--- THE DATA ---

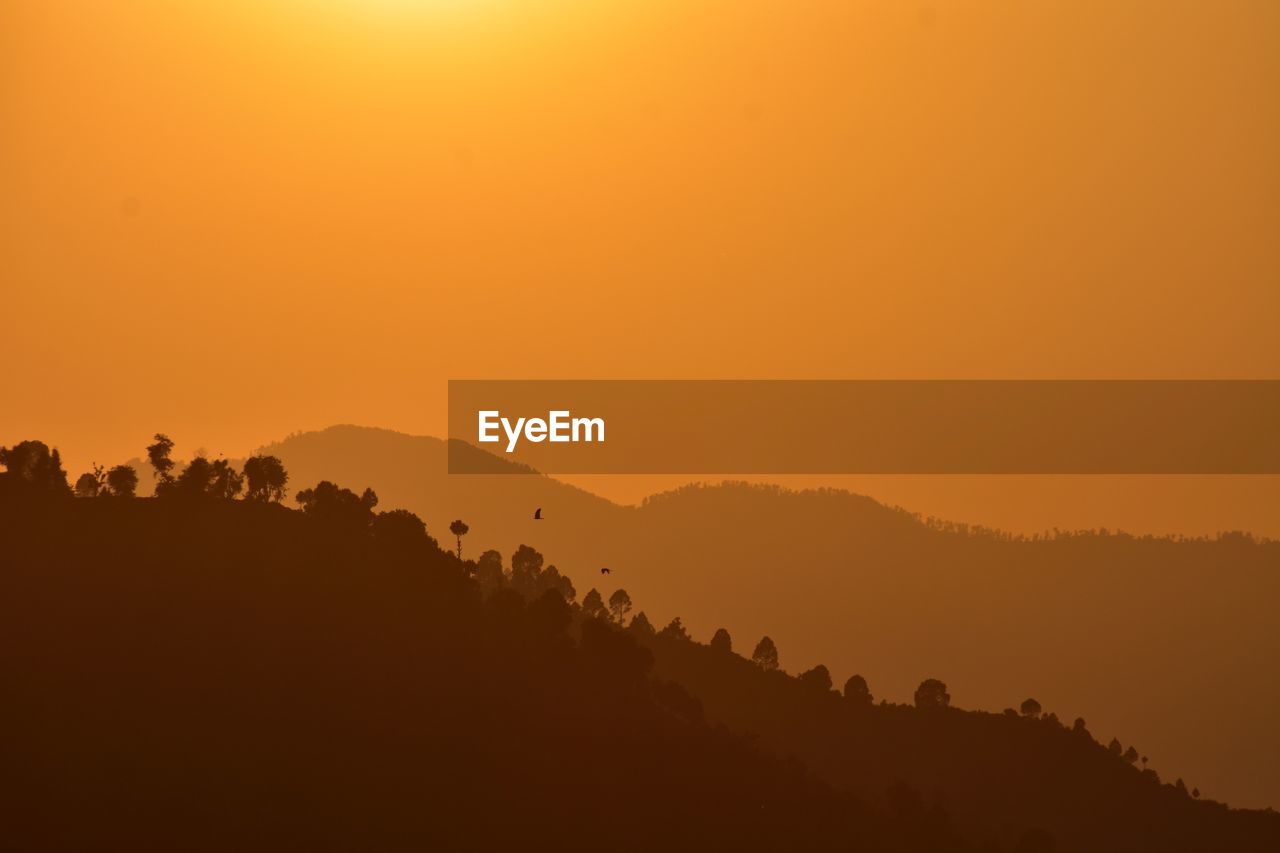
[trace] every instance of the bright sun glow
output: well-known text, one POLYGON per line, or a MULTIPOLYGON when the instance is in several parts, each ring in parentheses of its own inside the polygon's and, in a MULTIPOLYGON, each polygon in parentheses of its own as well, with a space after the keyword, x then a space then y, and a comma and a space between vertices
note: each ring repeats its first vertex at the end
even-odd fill
POLYGON ((277 8, 284 11, 282 20, 303 28, 405 38, 424 30, 506 26, 516 5, 517 0, 279 0, 277 8))
POLYGON ((347 14, 401 18, 425 18, 442 14, 487 11, 498 0, 324 0, 332 7, 345 7, 347 14))

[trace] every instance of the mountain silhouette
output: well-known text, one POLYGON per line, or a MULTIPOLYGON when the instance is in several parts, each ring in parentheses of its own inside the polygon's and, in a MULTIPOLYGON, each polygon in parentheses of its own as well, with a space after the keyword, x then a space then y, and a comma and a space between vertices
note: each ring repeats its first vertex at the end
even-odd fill
POLYGON ((962 711, 933 678, 914 707, 840 696, 771 640, 748 660, 679 619, 623 628, 623 590, 605 611, 524 584, 552 574, 527 547, 486 588, 487 555, 371 489, 290 510, 212 479, 137 499, 42 477, 0 474, 17 849, 1280 843, 1280 816, 1161 784, 1034 700, 962 711))
POLYGON ((973 849, 708 726, 556 594, 483 601, 421 529, 7 477, 7 848, 973 849))
MULTIPOLYGON (((476 448, 466 452, 484 453, 476 448)), ((550 477, 447 474, 445 441, 338 426, 264 452, 298 482, 371 484, 472 553, 528 543, 579 589, 625 570, 649 616, 770 634, 783 665, 858 672, 907 701, 940 674, 966 707, 1035 695, 1102 736, 1138 741, 1165 773, 1233 803, 1280 803, 1280 544, 1107 531, 1023 539, 921 519, 837 490, 726 483, 619 506, 550 477), (554 512, 535 524, 528 507, 554 512), (1230 724, 1206 722, 1211 719, 1230 724)), ((620 581, 613 581, 617 584, 620 581)), ((607 592, 606 592, 607 594, 607 592)))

---

AIM OF THE TASK:
From the records, copy out each line that includes the string "trace".

EXPECTED OUTPUT:
[trace] every instance of the bright sun glow
[trace] every instance of the mountain silhouette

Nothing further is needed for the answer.